Exercise directions: Give back each entry word for word, but drop the images.

(Records shown Opens)

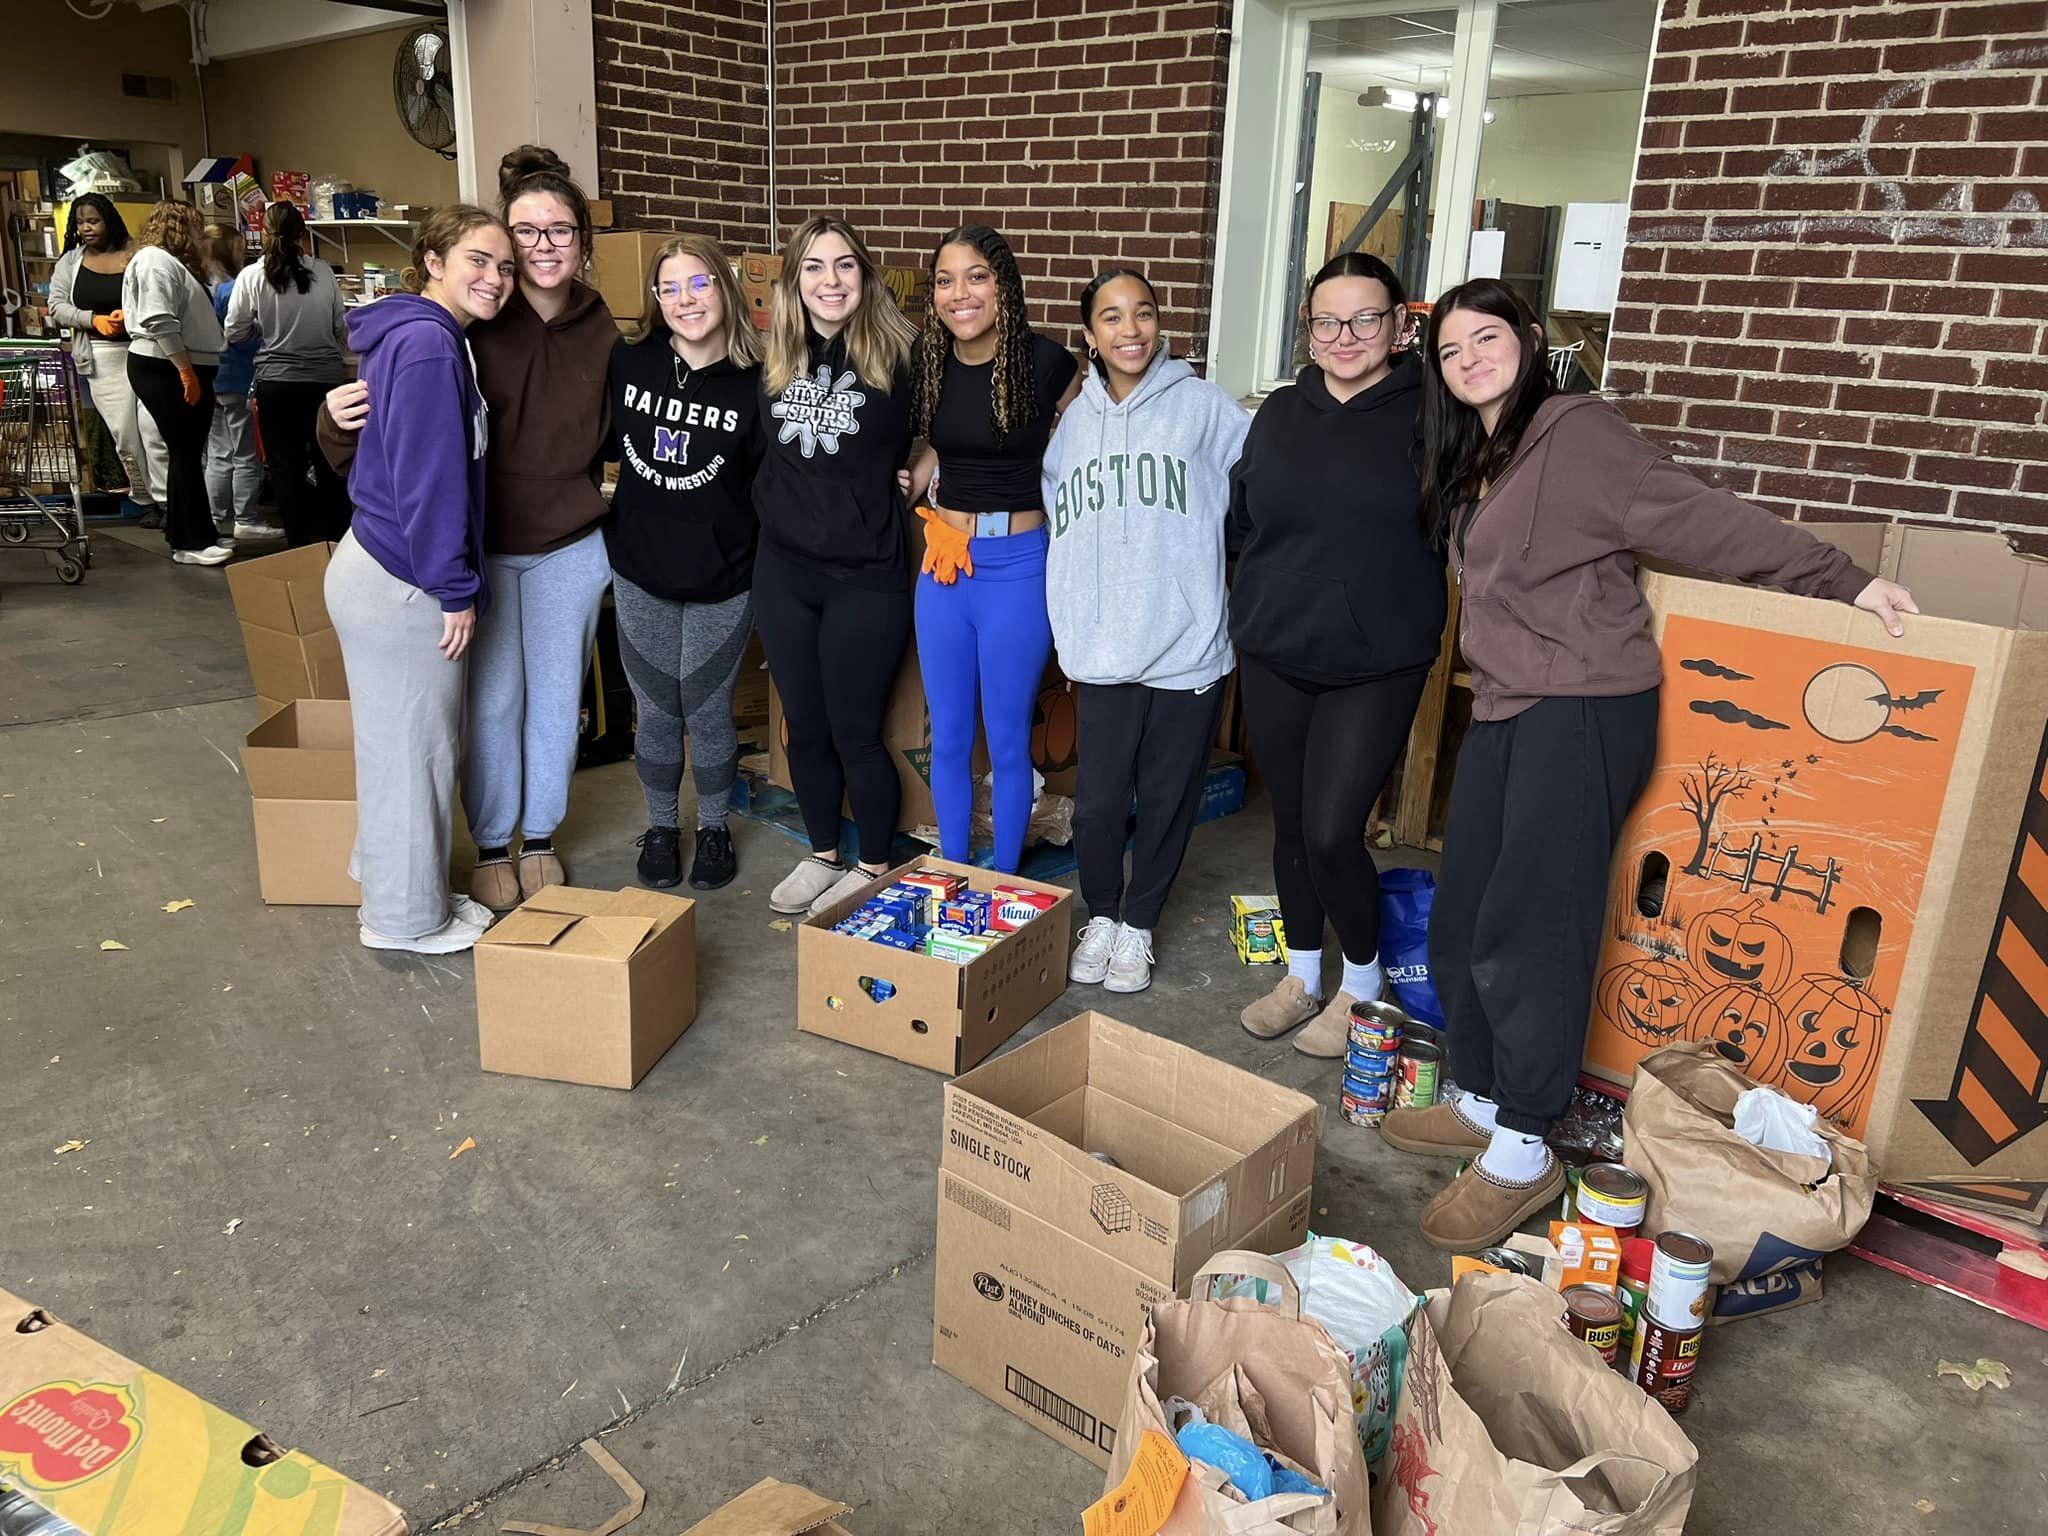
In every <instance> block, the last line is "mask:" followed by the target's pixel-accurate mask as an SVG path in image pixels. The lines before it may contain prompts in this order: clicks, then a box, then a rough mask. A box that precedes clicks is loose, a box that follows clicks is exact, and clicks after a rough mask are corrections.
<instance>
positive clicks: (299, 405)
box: [256, 379, 350, 549]
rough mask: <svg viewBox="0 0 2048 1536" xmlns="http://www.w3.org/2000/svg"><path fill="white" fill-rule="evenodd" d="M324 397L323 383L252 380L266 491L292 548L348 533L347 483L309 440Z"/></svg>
mask: <svg viewBox="0 0 2048 1536" xmlns="http://www.w3.org/2000/svg"><path fill="white" fill-rule="evenodd" d="M326 397H328V385H324V383H299V381H293V383H279V381H262V379H258V381H256V420H258V422H260V426H262V451H264V457H266V459H268V461H270V489H272V492H274V494H276V512H279V516H281V518H283V520H285V543H287V545H289V547H293V549H297V547H299V545H319V543H330V541H338V539H340V537H342V535H344V532H348V516H350V506H348V483H346V481H344V479H342V477H340V475H336V473H334V469H332V467H330V465H328V455H324V453H322V451H319V444H317V442H315V440H313V422H315V420H317V418H319V401H324V399H326ZM307 469H311V471H313V483H307V479H305V471H307Z"/></svg>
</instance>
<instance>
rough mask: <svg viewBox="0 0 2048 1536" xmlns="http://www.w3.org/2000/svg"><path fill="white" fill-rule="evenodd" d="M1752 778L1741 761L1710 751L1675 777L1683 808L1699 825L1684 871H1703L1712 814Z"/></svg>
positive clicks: (1748, 787) (1745, 794) (1745, 784)
mask: <svg viewBox="0 0 2048 1536" xmlns="http://www.w3.org/2000/svg"><path fill="white" fill-rule="evenodd" d="M1755 782H1757V780H1755V776H1753V774H1751V772H1749V770H1747V768H1743V764H1739V762H1733V764H1731V762H1722V760H1720V758H1718V756H1716V754H1712V752H1708V754H1706V762H1702V764H1700V766H1698V768H1696V770H1692V772H1688V774H1686V776H1683V778H1679V780H1677V786H1679V795H1683V797H1686V809H1688V811H1692V819H1694V821H1696V823H1698V827H1700V846H1698V848H1694V850H1692V860H1690V862H1688V864H1686V872H1688V874H1704V872H1706V856H1708V850H1710V848H1712V846H1714V817H1716V815H1718V813H1720V803H1722V801H1739V799H1743V795H1747V793H1749V788H1751V786H1753V784H1755Z"/></svg>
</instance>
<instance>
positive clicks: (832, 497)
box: [754, 332, 911, 588]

(Records shown Closes)

Answer space:
In every <instance> block, the last line is "mask:" followed by the target's pixel-accurate mask as an SVG path in image pixels. The lines before it may contain prompts in this order: clicks, then a box, then a rough mask. A box that precedes clicks is loose, a box that follows clicks is exact, and clicks after a rough mask are corrections.
<instance>
positive clicks: (299, 405)
box: [256, 379, 350, 549]
rough mask: <svg viewBox="0 0 2048 1536" xmlns="http://www.w3.org/2000/svg"><path fill="white" fill-rule="evenodd" d="M324 397L323 383L252 380L266 491L292 548L348 533L347 483L309 440Z"/></svg>
mask: <svg viewBox="0 0 2048 1536" xmlns="http://www.w3.org/2000/svg"><path fill="white" fill-rule="evenodd" d="M326 397H328V385H324V383H299V381H293V383H279V381H262V379H258V381H256V420H258V422H260V426H262V451H264V457H266V459H268V461H270V489H272V492H274V494H276V512H279V516H281V518H283V520H285V543H287V545H289V547H293V549H297V547H299V545H319V543H330V541H338V539H340V537H342V535H344V532H348V516H350V506H348V483H346V481H344V479H342V477H340V475H336V473H334V469H332V467H330V465H328V455H324V453H322V451H319V444H317V442H315V440H313V422H315V420H317V418H319V401H324V399H326ZM307 469H311V471H313V483H307V479H305V471H307Z"/></svg>
</instance>
<instance>
rough mask: <svg viewBox="0 0 2048 1536" xmlns="http://www.w3.org/2000/svg"><path fill="white" fill-rule="evenodd" d="M1752 778L1741 761L1710 751L1675 777L1683 808L1699 825L1684 871H1703L1712 814Z"/></svg>
positive clicks: (1748, 787) (1745, 794) (1745, 784)
mask: <svg viewBox="0 0 2048 1536" xmlns="http://www.w3.org/2000/svg"><path fill="white" fill-rule="evenodd" d="M1755 782H1757V780H1755V776H1753V774H1751V772H1749V770H1747V768H1743V764H1739V762H1733V764H1731V762H1722V760H1720V758H1718V756H1716V754H1712V752H1708V754H1706V762H1702V764H1700V766H1698V768H1696V770H1692V772H1688V774H1686V776H1683V778H1679V780H1677V786H1679V795H1683V797H1686V809H1688V811H1692V819H1694V821H1696V823H1698V827H1700V846H1698V848H1694V850H1692V860H1690V862H1688V864H1686V872H1688V874H1704V872H1706V856H1708V850H1710V848H1712V846H1714V817H1716V815H1718V813H1720V803H1722V801H1739V799H1743V795H1747V793H1749V788H1751V786H1753V784H1755Z"/></svg>
</instance>
<instance>
positive clicks: (832, 497)
box: [754, 332, 911, 588]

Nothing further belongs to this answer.